Verilen Metin.
#####

Hiç saatlerce bir menekşenin karşısına geçip ağladın mı? Ona “Gitme!” diye yalvardın mı? Hayatındaki herkesin teker teker yok olduğu hissi sana acı verdi mi? Boğazına düğümlenen kelimeleri haykıramamanın çaresizliğini hissettin mi? Koca bir karanlıkta kaybolduğun oldu mu? Yersiz, yurtsuz, yolsuz… Karanlığın seni nereye götürdüğünü bilmeden yürüdüğün oldu mu?
Yürüyorum…
Ne boğazımdaki düğüm çözülüyor, ne de bir nehre vurulan kilidi kırmış gibi akan göz yaşlarım diniyor…
Yürüyorum…
Koca bir okyanusum ben ve içimde anlamsız fırtınalar kopuyor! Gemiler batıyor yüreğimin derinliklerine, acı veriyor…
Yürüyorum…
Çoğu zamanki gibi kim olduğumu bilmez, kendimi anlatacak cümleler kuramaz halde yürüyorum. Konuşmaya bile dermanım olmadan…
Yürüyorum…
Arada bir, birkaç köpek uluyor uzaklarda. Sonra onlar gibi olabilmeyi diliyorum! Bir parça kuru ekmeğe şükredebilmeyi, güneş tenimi ısıtırken bir çimenlikte uyuyakalmayı ve öldüğümde kimseye acı vermemeyi diliyorum…
Yürüyorum…
Kırılan hayallerimi berrak bir suyun dibinde uzaktan izleyerek, yenilerini kurabilmek dileğiyle…
Yürüyorum…
Küçük, kahverengi bir kelebek süzülüyor yanı başımdan. Deredeki taşların üzerinde zıplayan bir çocuk gibi sekerek havada uzaklaşıyor. Başka zaman görsem yüzümde bir gülümseme oluşturacak olan bu küçük kelebek beni mutlu etmiyor… Gözlerimde birer damla yaş, onun ömrünün sadece bir gün olduğunu düşünüyorum…
Ve… yürüyorum...

#####

Verilen Bilgiler.
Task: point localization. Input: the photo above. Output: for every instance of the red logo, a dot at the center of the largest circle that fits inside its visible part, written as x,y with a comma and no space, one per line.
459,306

#####

Yapılacak İşler.
(1) Lütfen verilen metinde "Hiç saatlerce bir" ifadesinden "yürüdüğün oldu mu?" ifadesine kadar olan bölümü hiç değiştirmeden aktarın.
(2) Verilen metinde "Arada bir, birkaç köpek uluyor" sözleriyle başlayan paragrafı, ana bilgilerini koruyarak maddeler hâlinde yeniden yazın.

Görev Çözümleri.
(1)
Hiç saatlerce bir menekşenin karşısına geçip ağladın mı? Ona “Gitme!” diye yalvardın mı? Hayatındaki herkesin teker teker yok olduğu hissi sana acı verdi mi? Boğazına düğümlenen kelimeleri haykıramamanın çaresizliğini hissettin mi? Koca bir karanlıkta kaybolduğun oldu mu? Yersiz, yurtsuz, yolsuz… Karanlığın seni nereye götürdüğünü bilmeden yürüdüğün oldu mu?

(2)
- Uzaklarda arada bir birkaç köpek uluyor.
- Anlatıcı onlar gibi olabilmeyi diliyor.
- Bir parça kuru ekmeğe şükredebilmeyi diliyor.
- Güneş tenini ısıtırken bir çimenlikte uyuyakalmayı diliyor.
- Öldüğünde kimseye acı vermemeyi diliyor.